§ Work to complete
Each line shown below should be copied exactly.

§ Records
* * * * * * * * *
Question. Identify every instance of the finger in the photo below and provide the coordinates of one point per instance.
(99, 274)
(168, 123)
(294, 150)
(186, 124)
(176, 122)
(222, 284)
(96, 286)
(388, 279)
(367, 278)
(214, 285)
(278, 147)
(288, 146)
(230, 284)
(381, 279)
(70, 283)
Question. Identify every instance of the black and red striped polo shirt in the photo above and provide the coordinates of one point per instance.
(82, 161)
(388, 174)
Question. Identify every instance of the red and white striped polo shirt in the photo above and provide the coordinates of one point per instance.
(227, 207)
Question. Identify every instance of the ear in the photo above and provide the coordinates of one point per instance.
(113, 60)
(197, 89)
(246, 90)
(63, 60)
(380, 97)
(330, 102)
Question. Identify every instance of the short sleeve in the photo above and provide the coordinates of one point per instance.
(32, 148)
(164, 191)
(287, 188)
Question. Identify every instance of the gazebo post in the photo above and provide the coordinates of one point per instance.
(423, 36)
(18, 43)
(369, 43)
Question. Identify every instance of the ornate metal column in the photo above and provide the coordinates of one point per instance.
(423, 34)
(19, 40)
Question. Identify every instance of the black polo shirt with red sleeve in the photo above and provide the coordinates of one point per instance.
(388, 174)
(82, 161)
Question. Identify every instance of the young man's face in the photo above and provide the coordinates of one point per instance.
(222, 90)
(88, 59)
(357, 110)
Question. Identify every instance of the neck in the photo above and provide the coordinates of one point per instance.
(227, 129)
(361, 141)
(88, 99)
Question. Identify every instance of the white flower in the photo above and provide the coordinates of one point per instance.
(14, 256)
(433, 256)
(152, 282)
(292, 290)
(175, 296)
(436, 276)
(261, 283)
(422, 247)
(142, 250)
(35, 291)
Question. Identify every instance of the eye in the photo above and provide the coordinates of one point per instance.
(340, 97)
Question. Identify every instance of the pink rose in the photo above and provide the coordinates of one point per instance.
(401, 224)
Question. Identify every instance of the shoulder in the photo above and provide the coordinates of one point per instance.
* * * * * * * * *
§ Solution to this task
Question. Identify every instance of the finger in the photo below and provide the coordinates of one point per instance.
(99, 274)
(168, 123)
(294, 150)
(186, 124)
(176, 122)
(222, 284)
(96, 286)
(388, 279)
(367, 278)
(214, 285)
(278, 147)
(288, 146)
(230, 284)
(381, 279)
(70, 283)
Question. Identify every instance of the black and red striped polo shirt in the photo above and provide the coordinates of one point per instance.
(82, 161)
(388, 174)
Question. Identify every instance of the red and white striped polo shirt in the photo above and provide the coordinates of one point per instance.
(227, 207)
Question. Identify every instance of the ear in the photo above and provide the coordinates of one point per instance.
(113, 60)
(197, 89)
(246, 90)
(63, 60)
(380, 97)
(330, 102)
Question. Identify every instance of the short sleeve in the photo above and provide the coordinates of one point per instance.
(32, 148)
(164, 191)
(287, 188)
Question. Identify every instance of the gazebo post in the photo above and provide the coordinates of one point per instance.
(423, 36)
(18, 43)
(369, 43)
Question. Identify every instance of the ornate metal column in the photo above and provide the coordinates of one point per instance.
(423, 34)
(19, 40)
Question. Identify every instance of the black polo shirt with red sleeve in the photo above and provide the coordinates of one point per instance.
(388, 174)
(82, 161)
Question. Identify every instance of the young man's face in the photo above and provide the coordinates of one point per instance.
(222, 90)
(88, 59)
(357, 110)
Question. Identify every instance of the neck in the photo above and provide the coordinates of one point per instance.
(227, 129)
(361, 141)
(88, 99)
Question. Identify every instance of the white flower in the photo above and provide the coordinates of one point per instance.
(14, 256)
(433, 256)
(152, 282)
(292, 290)
(175, 296)
(436, 276)
(261, 283)
(422, 247)
(142, 250)
(35, 291)
Question. Identify every instance of the eye in the photo above and provide the coordinates of one point per instance.
(340, 97)
Question. Identify every instance of the pink rose in the photo above and provide the coordinates of one point per instance.
(401, 224)
Question. Identify every instance of the shoulder in the photo above and provide the coordinates of one point per instance.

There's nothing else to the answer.